>> Start Record excerpts

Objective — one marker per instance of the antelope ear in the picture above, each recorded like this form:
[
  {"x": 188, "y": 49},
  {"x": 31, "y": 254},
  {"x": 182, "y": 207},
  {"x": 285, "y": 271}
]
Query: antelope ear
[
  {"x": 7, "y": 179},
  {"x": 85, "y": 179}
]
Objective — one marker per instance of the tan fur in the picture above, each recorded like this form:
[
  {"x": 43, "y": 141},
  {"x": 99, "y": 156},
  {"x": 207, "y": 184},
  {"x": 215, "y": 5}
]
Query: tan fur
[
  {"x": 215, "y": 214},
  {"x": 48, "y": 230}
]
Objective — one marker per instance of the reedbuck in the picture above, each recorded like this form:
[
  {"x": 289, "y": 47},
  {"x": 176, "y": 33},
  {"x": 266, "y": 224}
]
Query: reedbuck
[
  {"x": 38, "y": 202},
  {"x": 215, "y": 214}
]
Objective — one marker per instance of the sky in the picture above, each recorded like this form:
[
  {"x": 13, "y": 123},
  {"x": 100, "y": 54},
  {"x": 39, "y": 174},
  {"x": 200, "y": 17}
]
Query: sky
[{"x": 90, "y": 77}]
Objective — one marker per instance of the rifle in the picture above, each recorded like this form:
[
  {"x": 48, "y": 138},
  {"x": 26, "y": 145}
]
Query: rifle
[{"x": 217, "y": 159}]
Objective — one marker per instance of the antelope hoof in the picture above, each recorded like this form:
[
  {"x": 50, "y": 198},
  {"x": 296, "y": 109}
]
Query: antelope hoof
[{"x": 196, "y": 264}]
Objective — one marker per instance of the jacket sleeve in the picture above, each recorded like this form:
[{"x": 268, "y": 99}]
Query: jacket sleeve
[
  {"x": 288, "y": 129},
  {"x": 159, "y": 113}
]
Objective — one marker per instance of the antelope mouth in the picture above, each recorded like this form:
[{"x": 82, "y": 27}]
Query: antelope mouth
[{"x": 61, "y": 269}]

>> End Record excerpts

(Your task):
Reproduce all the rows above with "marker" changed to "point" at each occurrence, keeping everything else the same.

(Exercise response):
Objective — one point per instance of the antelope ear in the picture above, each recorded like this form:
[
  {"x": 188, "y": 49},
  {"x": 31, "y": 254},
  {"x": 182, "y": 207},
  {"x": 285, "y": 271}
]
Query: antelope ear
[
  {"x": 7, "y": 179},
  {"x": 85, "y": 179}
]
Objective — one point per instance of the tan fur in the picture above, each recorded like this form:
[
  {"x": 43, "y": 141},
  {"x": 99, "y": 156},
  {"x": 207, "y": 184},
  {"x": 215, "y": 5}
]
Query: tan fur
[
  {"x": 215, "y": 214},
  {"x": 48, "y": 230}
]
Objective — one point per instance of the reedbuck in the picture above, each recorded like this form:
[
  {"x": 289, "y": 47},
  {"x": 176, "y": 33},
  {"x": 266, "y": 224}
]
Query: reedbuck
[
  {"x": 38, "y": 202},
  {"x": 215, "y": 214}
]
Objective — one point per instance of the sky in the picture above, each recorded like this form:
[
  {"x": 13, "y": 123},
  {"x": 100, "y": 54},
  {"x": 39, "y": 174},
  {"x": 200, "y": 17}
]
Query: sky
[{"x": 90, "y": 77}]
Objective — one point per instance of the rifle in the picture above, each recorded like this form:
[
  {"x": 48, "y": 138},
  {"x": 26, "y": 145}
]
Query: rifle
[{"x": 217, "y": 159}]
Objective — one point per instance of the antelope hoof in the picture above, each recorded like this form:
[
  {"x": 50, "y": 198},
  {"x": 296, "y": 109}
]
Query: antelope hoof
[{"x": 196, "y": 264}]
Objective — one point per instance of the jacket sleeve in the picture above, each recorded like this form:
[{"x": 268, "y": 99}]
Query: jacket sleeve
[
  {"x": 288, "y": 129},
  {"x": 159, "y": 113}
]
Objective — one point per instance of the antelope mouth in the picture above, each recorded like this form:
[{"x": 82, "y": 27}]
Query: antelope mouth
[{"x": 61, "y": 269}]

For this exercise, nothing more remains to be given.